This is why the Jewish religious leaders of that time became so focused on properly keeping the Law of Moses. It was thought that if the nation could perfectly keep the law, then God would finally deliver Israel from the Romans and restore Israel to her rightful place among the nations.

So in other words, to be delivered from sin was to be delivered from the Romans, and vice versa.

http://www.tillhecomes.org/baptism-of-repentance-forgiveness-of-sins/


----------



## Artfuldodger

Jesus came only for the lost sheep of Israel yet he did heal the Canaanite Woman's Daughter. Does this show that he went against
his mission or that he changed his mind because of the woman's great faith?
Can God have mercy on whom he want? This would mean that God doesn't need to follow any rules for granting salvation or repentance.
I'm trying to learn more of the transitional period between the two covenants as well, including Jesus commanding the Jews to repent. Is this the same repentance commanded of us? Is this the same forgiveness offer to us by Jesus' death that Jesus offered others before his death if they repented?


----------



## Artfuldodger

Acts 2:38-42 (ESV)

38 And Peter said to them, “Repent and be baptized every one of you in the name of Jesus Christ for the forgiveness of your sins, and you will receive the gift of the Holy Spirit. 39 For the promise is for you and for your children and for all who are far off, everyone whom the Lord our God calls to himself.” 40 And with many other words he bore witness and continued to exhort them, saying, “Save yourselves from this crooked generation.” 41 So those who received his word were baptized, and there were added that day about three thousand souls.

Is this crooked generation that repentance will save us from the people of Jerusalem or He11. Was Peter addressing only the people before the destruction of Jerusalem? Perhaps it is a parallel story with two meanings/warnings. One for Jerusalem and one for after the destruction.


----------



## Artfuldodger

Many of the parables that Jesus told was about repentance. A repentance needed because the amount of sin a person did could not save him. In the parable of the Barren Fig Tree being a descendant of Abraham or the amount of sinning was not a part of salvation. Jesus said it required repentance. The fig tree in this story didn't produce any fruit. 
What is the fruit if not repentance? 

Leading up to this parable Jesus said:
Luke 13:2-5
1Now on the same occasion there were some present who reported to Him about the Galileans whose blood Pilate had mixed with their sacrifices. 2And Jesus said to them, "Do you suppose that these Galileans were greater sinners than all other Galileans because they suffered this fate? 3"I tell you, no, but unless you repent, you will all likewise perish. 4"Or do you suppose that those eighteen on whom the tower in Siloam fell and killed them were worse culprits than all the men who live in Jerusalem? 5"I tell you, no, but unless you repent, you will all likewise perish."

## Excerpted records
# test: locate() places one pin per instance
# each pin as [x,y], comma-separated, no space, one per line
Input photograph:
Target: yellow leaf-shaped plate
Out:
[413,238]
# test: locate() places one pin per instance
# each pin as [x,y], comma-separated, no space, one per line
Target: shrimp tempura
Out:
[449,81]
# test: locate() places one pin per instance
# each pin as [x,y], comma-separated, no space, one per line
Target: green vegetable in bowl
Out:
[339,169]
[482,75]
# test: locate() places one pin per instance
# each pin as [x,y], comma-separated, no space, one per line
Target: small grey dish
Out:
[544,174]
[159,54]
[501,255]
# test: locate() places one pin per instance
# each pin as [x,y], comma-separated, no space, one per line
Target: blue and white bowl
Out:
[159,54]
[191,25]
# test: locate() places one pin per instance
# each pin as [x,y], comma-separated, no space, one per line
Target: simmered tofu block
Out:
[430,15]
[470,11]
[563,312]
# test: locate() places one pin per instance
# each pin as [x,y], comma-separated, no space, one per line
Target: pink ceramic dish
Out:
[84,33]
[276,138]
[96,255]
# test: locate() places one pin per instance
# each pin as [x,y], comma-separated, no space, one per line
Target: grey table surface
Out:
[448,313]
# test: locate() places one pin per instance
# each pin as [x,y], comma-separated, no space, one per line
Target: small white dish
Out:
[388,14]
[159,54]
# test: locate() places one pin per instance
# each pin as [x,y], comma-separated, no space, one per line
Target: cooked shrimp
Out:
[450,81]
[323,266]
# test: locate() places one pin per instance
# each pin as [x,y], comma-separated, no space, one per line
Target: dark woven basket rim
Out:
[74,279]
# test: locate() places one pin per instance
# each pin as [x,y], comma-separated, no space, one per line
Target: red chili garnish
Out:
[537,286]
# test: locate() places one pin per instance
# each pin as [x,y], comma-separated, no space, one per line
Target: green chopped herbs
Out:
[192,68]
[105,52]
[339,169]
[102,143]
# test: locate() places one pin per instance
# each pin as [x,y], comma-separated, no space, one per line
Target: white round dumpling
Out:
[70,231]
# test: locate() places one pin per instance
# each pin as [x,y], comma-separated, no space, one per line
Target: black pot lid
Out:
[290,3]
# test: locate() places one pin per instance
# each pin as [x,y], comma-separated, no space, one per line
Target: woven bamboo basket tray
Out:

## Actions to take
1. Write out the part of the repentance thread starting at "Many of the" and ending at "produce any fruit.", word for word.
2. Does each statement agree with the repentance thread? Answer yes or no, and quote the words that decide it. (a) Peter told the people to repent and be baptized in the name of Jesus Christ. (b) The tower in Siloam killed twelve people. (c) The fig tree in the parable produced plenty of fruit.
3. Write what comes next in the repentance thread, picking up after its last sentence.
The lines have nothing to do with the forum thread on repentance.

## Answers to the exercises
1.
Many of the parables that Jesus told was about repentance. A repentance needed because the amount of sin a person did could not save him. In the parable of the Barren Fig Tree being a descendant of Abraham or the amount of sinning was not a part of salvation. Jesus said it required repentance. The fig tree in this story didn't produce any fruit.

2.
(a) Yes: "Repent and be baptized every one of you in the name of Jesus Christ for the forgiveness of your sins"
(b) No: "those eighteen on whom the tower in Siloam fell and killed them"
(c) No: "The fig tree in this story didn't produce any fruit."

3.
Who was Jesus addressing with this sermon? Could they recieve salvation by a Baptism of Repentance? Jesus hadn't died or ressurected yet.


----------



## gemcgrew

Artfuldodger said:


> Jesus came only for the lost sheep of Israel yet he did heal the Canaanite Woman's Daughter.


Art, consider Matthew 1:21, "And she shall bring forth a son, and thou shalt call his name JESUS: for he shall save his people from their sins."

Are they not his people before he saves them?

Who are his people? John 6:37, "All that the Father giveth me shall come to me; and him that cometh to me I will in no wise cast out."

"And he must needs go through Samaria."

Shortest route? Divine appointment?


----------



## Artfuldodger

gemcgrew said:


> Art, consider Matthew 1:21, "And she shall bring forth a son, and thou shalt call his name JESUS: for he shall save his people from their sins."
> 
> Are they not his people before he saves them?
> 
> Who are his people? John 6:37, "All that the Father giveth me shall come to me; and him that cometh to me I will in no wise cast out."
> 
> "And he must needs go through Samaria."
> 
> Shortest route? Divine appointment?



Can election, predestination, and preterism co-exist?
The reason I'm asking is the more Bible study I perform it appears all three are true.
Either that or every verse has a parallel meaning between the destruction of Jerusalem and destruction of the Earth and both of those event were or will be elected or predetermined. Both events were prophesied, both were predestined.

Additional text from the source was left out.